→ Work to complete:
#1 According to the post on Overloaded Project Syndrome, how many blogs does the writer have?
#2 Rewrite the stretch of the post on Overloaded Project Syndrome from "BUT I STILL" through "start four blogs.", replacing "Ashtanga" with "Iyengar".

→ Reading text:
Content starts
I’m willing to bet that most of you reading right now, much like me, have a problem I like to call “Overloaded Project Syndrome”.

While this is a preferable disease to many others in the world, it is still debilitating and difficult to live with. And what it entails is a creative mind that WILL. NOT. REST. Constantly tossing around ideas, coining new projects, weighing the possibilities of adding XYZ to the day, when our schedules are already overflowing.

Maybe this doesn’t sound so bad. But, readers, if you can identify with this disease, then you will know that the worst symptom of Overload Project Syndrome is that one physically, emotionally, humanly cannot enact all of the projects that float to the surface.

When To-Do lists explode... [Photo Credit: www.socwall.com]

When To-Do lists explode… [Photo Credit: www.socwall.com]

BUT I STILL TRY.

For example, I have four blogs. This is in addition to actively writing two novels, maintaining two to three day jobs, and an active Ashtanga practice (which, for Primary Series lovers out there, know it’s a time-consuming spiritual endeavor).

I’m not trying to play tit for tat here, or who’s-the-busier-creative or anything. In fact, I think one of my problems is that I assume everyone else is accomplishing a lot more than me, so it drives me to tack on more.

I’m not even a parent yet. So many people do all these things PLUS parenting! So what am I bitching about?

It’s exactly that type of thinking that leads me to start four blogs.

And then later decry the decision.

In fact, it’s that thinking that led to this screen today:

Why So Many Blogs?

This screen shot gives a slice of my web browser life, which, at the time of this shot, was on the light side. The tabs shown there are related to three day jobs, two blogs, and, clearly, one very screaming self-help google search.
Content ends
(Dataset entries)
Content starts
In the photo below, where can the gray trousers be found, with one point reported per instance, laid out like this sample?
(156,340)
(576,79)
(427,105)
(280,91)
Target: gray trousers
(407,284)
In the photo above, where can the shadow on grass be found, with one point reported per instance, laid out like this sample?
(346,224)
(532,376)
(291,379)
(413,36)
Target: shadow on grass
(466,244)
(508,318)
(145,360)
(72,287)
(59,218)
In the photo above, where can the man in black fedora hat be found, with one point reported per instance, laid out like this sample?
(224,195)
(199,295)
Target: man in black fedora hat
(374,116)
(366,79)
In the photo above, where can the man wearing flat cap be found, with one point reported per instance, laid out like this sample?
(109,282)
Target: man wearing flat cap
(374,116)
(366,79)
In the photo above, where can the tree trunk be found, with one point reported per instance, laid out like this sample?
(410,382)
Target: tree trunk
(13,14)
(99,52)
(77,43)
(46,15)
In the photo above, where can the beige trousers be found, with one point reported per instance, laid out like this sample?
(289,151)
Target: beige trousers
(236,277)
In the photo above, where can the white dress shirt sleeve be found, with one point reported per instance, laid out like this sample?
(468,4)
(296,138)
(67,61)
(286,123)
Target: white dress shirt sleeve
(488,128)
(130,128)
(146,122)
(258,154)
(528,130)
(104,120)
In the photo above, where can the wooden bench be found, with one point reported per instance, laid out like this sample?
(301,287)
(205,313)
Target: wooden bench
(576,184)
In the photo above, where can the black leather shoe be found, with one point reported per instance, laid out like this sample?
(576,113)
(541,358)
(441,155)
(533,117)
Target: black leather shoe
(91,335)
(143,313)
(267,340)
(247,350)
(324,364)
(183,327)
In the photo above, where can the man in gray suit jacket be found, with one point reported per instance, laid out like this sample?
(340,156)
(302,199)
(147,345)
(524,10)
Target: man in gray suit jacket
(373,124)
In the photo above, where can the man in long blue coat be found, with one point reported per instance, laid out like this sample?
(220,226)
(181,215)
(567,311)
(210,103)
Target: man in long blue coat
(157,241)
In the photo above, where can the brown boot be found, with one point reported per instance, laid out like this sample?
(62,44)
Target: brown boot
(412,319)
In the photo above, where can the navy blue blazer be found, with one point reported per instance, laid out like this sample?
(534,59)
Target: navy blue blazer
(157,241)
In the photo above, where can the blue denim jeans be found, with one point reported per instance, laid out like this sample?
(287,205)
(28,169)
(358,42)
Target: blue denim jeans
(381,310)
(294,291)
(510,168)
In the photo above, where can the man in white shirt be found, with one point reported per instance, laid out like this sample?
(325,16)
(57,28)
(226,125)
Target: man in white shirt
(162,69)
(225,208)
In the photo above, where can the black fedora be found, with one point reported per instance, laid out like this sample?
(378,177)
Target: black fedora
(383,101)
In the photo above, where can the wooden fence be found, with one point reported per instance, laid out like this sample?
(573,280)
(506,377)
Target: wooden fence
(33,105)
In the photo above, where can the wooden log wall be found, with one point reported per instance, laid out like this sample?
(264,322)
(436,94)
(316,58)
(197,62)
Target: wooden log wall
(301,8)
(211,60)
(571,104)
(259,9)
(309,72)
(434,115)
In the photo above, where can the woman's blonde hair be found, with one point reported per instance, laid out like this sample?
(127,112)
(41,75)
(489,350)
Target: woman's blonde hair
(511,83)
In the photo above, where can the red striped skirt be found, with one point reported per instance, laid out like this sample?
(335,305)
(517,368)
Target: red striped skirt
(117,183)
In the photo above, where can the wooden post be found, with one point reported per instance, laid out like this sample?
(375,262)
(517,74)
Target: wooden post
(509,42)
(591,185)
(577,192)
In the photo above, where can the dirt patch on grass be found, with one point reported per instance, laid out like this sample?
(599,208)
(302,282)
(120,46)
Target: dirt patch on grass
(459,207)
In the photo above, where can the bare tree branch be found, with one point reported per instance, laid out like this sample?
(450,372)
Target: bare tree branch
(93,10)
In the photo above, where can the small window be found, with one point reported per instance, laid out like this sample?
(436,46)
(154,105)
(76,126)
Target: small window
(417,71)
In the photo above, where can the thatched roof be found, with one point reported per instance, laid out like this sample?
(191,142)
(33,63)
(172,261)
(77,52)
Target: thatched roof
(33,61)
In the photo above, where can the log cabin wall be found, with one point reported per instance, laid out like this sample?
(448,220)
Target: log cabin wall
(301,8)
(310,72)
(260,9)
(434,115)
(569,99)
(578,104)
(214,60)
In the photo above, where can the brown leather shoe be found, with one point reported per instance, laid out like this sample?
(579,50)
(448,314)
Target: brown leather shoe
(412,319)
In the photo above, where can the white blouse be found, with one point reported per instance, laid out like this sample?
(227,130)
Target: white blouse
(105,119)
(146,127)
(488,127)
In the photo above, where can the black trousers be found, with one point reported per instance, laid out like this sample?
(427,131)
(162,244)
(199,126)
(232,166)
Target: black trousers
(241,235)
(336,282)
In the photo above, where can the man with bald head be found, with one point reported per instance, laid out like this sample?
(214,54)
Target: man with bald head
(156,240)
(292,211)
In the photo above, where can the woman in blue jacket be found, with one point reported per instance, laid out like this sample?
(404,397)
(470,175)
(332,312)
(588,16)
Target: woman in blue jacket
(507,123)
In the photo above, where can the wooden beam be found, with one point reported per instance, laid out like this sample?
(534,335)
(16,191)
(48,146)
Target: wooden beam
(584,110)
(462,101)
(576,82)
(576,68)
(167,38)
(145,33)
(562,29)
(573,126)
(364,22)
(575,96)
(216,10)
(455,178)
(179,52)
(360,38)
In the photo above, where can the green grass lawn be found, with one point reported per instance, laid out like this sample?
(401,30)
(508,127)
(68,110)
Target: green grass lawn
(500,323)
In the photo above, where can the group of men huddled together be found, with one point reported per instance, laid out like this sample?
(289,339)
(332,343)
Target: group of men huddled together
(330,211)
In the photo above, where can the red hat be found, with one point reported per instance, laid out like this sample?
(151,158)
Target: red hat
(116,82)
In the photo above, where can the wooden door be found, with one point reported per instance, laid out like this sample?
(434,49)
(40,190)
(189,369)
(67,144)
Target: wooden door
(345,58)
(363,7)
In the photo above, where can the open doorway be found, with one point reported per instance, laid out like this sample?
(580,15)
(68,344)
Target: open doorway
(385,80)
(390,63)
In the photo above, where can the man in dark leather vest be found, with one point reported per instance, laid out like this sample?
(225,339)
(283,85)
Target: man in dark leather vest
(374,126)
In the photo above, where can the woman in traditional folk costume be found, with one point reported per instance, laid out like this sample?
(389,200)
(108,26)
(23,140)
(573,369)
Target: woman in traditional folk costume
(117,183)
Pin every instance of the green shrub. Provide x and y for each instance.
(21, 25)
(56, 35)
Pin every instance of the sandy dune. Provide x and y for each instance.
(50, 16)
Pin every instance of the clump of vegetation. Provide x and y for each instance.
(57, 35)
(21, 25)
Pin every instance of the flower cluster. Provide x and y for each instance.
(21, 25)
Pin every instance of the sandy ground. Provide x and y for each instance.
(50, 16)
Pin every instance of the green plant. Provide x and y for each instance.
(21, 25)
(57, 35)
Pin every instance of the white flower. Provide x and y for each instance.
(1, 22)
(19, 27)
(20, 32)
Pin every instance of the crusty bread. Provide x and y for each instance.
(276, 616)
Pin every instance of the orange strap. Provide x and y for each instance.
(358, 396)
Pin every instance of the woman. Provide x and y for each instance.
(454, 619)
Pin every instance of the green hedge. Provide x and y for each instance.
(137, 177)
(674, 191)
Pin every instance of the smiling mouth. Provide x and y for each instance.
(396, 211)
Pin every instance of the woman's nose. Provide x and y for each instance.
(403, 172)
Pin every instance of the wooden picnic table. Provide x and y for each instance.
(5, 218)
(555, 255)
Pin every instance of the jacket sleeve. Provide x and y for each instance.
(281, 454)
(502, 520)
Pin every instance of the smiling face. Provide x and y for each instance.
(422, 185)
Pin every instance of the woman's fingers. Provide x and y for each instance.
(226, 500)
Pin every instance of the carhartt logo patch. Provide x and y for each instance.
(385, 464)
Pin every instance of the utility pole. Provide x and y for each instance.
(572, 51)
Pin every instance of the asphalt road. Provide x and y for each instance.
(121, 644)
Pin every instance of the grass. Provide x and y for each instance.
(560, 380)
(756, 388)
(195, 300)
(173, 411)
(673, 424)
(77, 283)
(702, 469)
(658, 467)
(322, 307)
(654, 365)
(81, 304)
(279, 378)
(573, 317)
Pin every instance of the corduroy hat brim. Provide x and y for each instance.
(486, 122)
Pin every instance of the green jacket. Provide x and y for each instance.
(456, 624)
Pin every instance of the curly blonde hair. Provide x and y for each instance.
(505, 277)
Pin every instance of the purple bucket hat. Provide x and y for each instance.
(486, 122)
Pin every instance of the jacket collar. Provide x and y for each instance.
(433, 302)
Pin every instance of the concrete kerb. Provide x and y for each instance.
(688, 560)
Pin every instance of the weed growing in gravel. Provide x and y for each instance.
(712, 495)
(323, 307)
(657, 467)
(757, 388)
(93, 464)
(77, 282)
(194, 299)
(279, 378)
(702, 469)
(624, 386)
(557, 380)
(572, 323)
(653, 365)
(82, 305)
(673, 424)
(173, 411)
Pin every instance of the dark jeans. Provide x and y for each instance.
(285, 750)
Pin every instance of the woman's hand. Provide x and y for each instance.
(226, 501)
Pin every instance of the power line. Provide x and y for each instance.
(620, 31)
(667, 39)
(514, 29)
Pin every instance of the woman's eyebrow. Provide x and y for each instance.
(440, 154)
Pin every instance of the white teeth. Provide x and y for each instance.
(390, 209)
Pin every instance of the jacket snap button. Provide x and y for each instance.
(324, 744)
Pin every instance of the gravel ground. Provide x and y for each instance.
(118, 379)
Content ends
→ Exercise answers:
#1 Four.

#2
BUT I STILL TRY.

For example, I have four blogs. This is in addition to actively writing two novels, maintaining two to three day jobs, and an active Iyengar practice (which, for Primary Series lovers out there, know it’s a time-consuming spiritual endeavor).

I’m not trying to play tit for tat here, or who’s-the-busier-creative or anything. In fact, I think one of my problems is that I assume everyone else is accomplishing a lot more than me, so it drives me to tack on more.

I’m not even a parent yet. So many people do all these things PLUS parenting! So what am I bitching about?

It’s exactly that type of thinking that leads me to start four blogs.